_ACTIVITY 1_
Answer these questions from the ATF4 introduction:
(a) Which protein family is ATF4 a member of?
(b) Which E3 ligase degrades ATF4 protein?
(c) Phosphorylation of what basically regulates ATF4 translation?
_ACTIVITY 2_
Please return, copied without changes, the part of the ATF4 introduction that opens with the words containing "Introduction" and closes with "ER stress [6].".

_TEXT EXCERPT_
Introduction
Unfolded and misfolded proteins that are inappropriately processed in the endoplasmic reticulum (ER) are eliminated via proteasomal degradation. Attenuation or inhibition of proteasomal degradation activity leads to the accumulation of abnormal proteins in the ER, thereby eliciting ER stress [6,17,19]. Activating transcription factor 4 (ATF4), a member of the ATF/CREB (activating transcription factor/cyclic AMP response element binding protein) family, mediates responses to unfolded protein and ER stress [6].
The majority of normal cells exhibit not only inefficient translation of ATF4 mRNA but also active post-translational degradation of ATF4 protein [1]. Therefore, the basal level of ATF4 protein in normal cells remains too low for detection, despite the ubiquitous expression of ATF4 mRNA [1]. With the development of stress conditions, such as deprivation of amino acids, glucose, or oxygen, cells respond by accumulating ATF4 protein, mainly due to changes in translation and post-translational degradation, and partly due to transcription [2,5,11]. Under these stress conditions, translational inhibition of ATF4 mRNA by its upstream open reading frame is bypassed [1,10] and degradation of protein by E3 ligase β-TRCP reduced [1], leading to accumulation of ATF4 protein. ATF4 translation is basically regulated via phosphorylation of eIF2α [10]. Phosphorylation of eIF2α, induced during stress, preferentially increases ATF4 translation while suppressing that of most other mRNA m olecules [11,16,24,28]. Based o n the t ype of stress, different kinases are activated to trigger eIF2α phosphorylation, including PERK for endoplasmic reticulum stress, GCN2 for amino acid deprivation [26], PKR for viral infection [8], and HRI for heme deficiency [18]. Posttranslational modification of ATF4 contributes to protein degradation via modulation of β-TRCP interactions with the “DSGXXXS” motif on ATF4 [15]. As discussed above, the regulatory factors and mechanisms contributing to cellular ATF4 levels are diverse, depending on the type of stress and regulation steps. The regulatory factors underlying the complex physiologies associated with ATF4 remain to be established.

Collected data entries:
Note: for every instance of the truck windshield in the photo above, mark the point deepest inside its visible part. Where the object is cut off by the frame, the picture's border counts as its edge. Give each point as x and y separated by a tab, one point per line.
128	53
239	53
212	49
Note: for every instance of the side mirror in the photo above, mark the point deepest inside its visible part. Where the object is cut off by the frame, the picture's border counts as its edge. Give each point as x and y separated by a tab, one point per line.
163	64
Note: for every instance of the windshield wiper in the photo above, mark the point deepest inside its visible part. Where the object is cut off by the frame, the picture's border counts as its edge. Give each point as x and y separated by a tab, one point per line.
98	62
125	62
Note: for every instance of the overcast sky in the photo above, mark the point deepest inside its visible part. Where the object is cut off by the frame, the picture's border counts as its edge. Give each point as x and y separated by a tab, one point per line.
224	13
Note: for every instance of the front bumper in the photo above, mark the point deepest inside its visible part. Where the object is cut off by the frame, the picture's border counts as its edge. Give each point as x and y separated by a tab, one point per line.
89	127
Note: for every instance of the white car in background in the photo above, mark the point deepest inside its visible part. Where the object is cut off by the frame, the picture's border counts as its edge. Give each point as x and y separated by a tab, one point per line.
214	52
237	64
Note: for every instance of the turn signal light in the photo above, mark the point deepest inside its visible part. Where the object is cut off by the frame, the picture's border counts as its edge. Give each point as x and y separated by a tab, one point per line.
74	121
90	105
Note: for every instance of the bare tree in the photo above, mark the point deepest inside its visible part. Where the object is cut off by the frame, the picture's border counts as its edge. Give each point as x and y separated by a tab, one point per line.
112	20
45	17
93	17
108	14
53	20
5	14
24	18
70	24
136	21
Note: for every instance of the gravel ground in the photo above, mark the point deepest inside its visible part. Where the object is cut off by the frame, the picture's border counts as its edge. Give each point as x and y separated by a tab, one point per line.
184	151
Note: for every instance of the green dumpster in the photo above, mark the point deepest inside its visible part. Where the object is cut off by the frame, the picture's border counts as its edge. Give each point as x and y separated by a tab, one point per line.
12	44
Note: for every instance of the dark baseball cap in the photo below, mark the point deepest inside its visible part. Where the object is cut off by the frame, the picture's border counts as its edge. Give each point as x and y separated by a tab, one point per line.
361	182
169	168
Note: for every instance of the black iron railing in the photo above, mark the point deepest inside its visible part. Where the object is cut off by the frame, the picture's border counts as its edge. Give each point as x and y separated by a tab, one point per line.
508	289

_RESPONSE AREA 1_
(a) The ATF/CREB (activating transcription factor/cyclic AMP response element binding protein) family.
(b) β-TRCP.
(c) eIF2α.

_RESPONSE AREA 2_
Introduction
Unfolded and misfolded proteins that are inappropriately processed in the endoplasmic reticulum (ER) are eliminated via proteasomal degradation. Attenuation or inhibition of proteasomal degradation activity leads to the accumulation of abnormal proteins in the ER, thereby eliciting ER stress [6,17,19]. Activating transcription factor 4 (ATF4), a member of the ATF/CREB (activating transcription factor/cyclic AMP response element binding protein) family, mediates responses to unfolded protein and ER stress [6].